Opdracht: Schrijf alstublieft de volledige tekst over Mary Munnik, die door corona vastzit in India, woord voor woord over.

Gegeven tekst:
- - -

"De Indiërs denken dat het helpt om je neus en mond te bedekken, dus doe ik dat op straat." Foto: Mary Munnik

Texelse Mary door corona vast in India

Mary Munnik, werkzaam bij strandpaviljoen Paal 9, vertrok in december voor een rondreis van drie maanden naar India. De coronacrisis gaf een onprettige wending aan haar reis. In de stad Goa is een lockdown ingesteld. Het betekent dat Mary vastzit in een vreemd land.

"Mijn terugvlucht stond gepland op 26 maart, maar deze werd gecanceld. In het begin was in India nog nauwelijks sprake van corona en in Goa helemaal niet, dus ik dacht goed te zitten. Zondag 22 maart werd in Goa een dag curfew opgelegd. Voor die dag heb ik eten ingeslagen. Maar dit werd verlengd met drie dagen, iedereen was onvoorbereid en had te weinig eten in huis. Op 24 maart werd landelijk een lockdown van 21 dagen opgelegd. Op 25 maart werden alle binnenlandse vluchten gestopt en er was geen verkeer naar buiten Goa meer mogelijk."

- - -

Vermeldingen uit een verzameling

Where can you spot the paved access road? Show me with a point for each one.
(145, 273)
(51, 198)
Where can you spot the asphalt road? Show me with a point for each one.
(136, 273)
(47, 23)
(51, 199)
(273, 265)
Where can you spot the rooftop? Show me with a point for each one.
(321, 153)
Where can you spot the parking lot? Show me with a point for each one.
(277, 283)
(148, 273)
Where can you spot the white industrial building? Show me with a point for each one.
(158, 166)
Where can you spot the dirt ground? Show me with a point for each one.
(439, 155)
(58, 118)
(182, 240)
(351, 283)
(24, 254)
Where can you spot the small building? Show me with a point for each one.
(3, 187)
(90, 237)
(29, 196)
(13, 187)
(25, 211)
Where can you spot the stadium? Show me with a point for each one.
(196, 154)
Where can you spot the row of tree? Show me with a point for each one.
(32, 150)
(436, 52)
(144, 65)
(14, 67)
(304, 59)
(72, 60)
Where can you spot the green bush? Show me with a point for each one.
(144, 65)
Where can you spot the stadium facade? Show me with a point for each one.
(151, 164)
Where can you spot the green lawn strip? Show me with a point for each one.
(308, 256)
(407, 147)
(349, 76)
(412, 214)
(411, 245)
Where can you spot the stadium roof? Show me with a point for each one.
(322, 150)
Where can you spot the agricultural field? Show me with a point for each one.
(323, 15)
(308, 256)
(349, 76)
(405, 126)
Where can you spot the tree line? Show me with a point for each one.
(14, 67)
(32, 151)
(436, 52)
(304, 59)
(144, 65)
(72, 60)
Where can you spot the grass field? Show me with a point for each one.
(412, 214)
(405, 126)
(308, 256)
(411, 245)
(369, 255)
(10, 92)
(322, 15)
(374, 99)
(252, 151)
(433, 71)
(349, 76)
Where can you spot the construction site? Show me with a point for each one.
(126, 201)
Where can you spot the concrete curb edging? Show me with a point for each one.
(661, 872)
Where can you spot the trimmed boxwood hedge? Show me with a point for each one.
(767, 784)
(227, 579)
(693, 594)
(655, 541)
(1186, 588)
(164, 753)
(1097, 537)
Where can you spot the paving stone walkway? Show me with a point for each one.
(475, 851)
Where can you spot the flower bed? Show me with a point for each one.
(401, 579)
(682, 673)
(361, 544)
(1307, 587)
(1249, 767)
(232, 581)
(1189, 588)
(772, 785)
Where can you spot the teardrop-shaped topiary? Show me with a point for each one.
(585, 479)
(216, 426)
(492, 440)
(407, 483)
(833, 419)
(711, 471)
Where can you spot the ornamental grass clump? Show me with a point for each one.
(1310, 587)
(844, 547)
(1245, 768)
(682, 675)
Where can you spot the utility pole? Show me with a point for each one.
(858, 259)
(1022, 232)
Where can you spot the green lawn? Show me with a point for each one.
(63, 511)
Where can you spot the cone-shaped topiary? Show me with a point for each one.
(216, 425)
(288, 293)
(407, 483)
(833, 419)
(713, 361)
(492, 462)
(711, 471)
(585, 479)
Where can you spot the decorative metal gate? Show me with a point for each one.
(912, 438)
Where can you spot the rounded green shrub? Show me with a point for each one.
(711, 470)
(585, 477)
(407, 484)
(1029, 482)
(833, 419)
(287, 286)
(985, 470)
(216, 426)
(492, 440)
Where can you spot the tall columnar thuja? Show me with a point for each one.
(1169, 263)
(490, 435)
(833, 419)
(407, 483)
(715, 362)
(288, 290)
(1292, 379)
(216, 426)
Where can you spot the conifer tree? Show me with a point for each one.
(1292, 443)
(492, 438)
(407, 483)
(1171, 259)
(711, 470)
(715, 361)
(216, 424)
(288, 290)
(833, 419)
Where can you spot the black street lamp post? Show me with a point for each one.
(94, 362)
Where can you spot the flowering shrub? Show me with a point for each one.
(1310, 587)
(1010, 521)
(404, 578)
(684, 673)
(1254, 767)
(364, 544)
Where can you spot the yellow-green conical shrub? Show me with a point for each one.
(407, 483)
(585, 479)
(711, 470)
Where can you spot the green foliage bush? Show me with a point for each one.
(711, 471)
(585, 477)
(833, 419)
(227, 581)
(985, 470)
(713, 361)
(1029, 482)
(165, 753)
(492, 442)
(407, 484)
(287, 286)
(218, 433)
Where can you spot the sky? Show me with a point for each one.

- - -

Uitwerking:
"De Indiërs denken dat het helpt om je neus en mond te bedekken, dus doe ik dat op straat." Foto: Mary Munnik

Texelse Mary door corona vast in India

Mary Munnik, werkzaam bij strandpaviljoen Paal 9, vertrok in december voor een rondreis van drie maanden naar India. De coronacrisis gaf een onprettige wending aan haar reis. In de stad Goa is een lockdown ingesteld. Het betekent dat Mary vastzit in een vreemd land.

"Mijn terugvlucht stond gepland op 26 maart, maar deze werd gecanceld. In het begin was in India nog nauwelijks sprake van corona en in Goa helemaal niet, dus ik dacht goed te zitten. Zondag 22 maart werd in Goa een dag curfew opgelegd. Voor die dag heb ik eten ingeslagen. Maar dit werd verlengd met drie dagen, iedereen was onvoorbereid en had te weinig eten in huis. Op 24 maart werd landelijk een lockdown van 21 dagen opgelegd. Op 25 maart werden alle binnenlandse vluchten gestopt en er was geen verkeer naar buiten Goa meer mogelijk."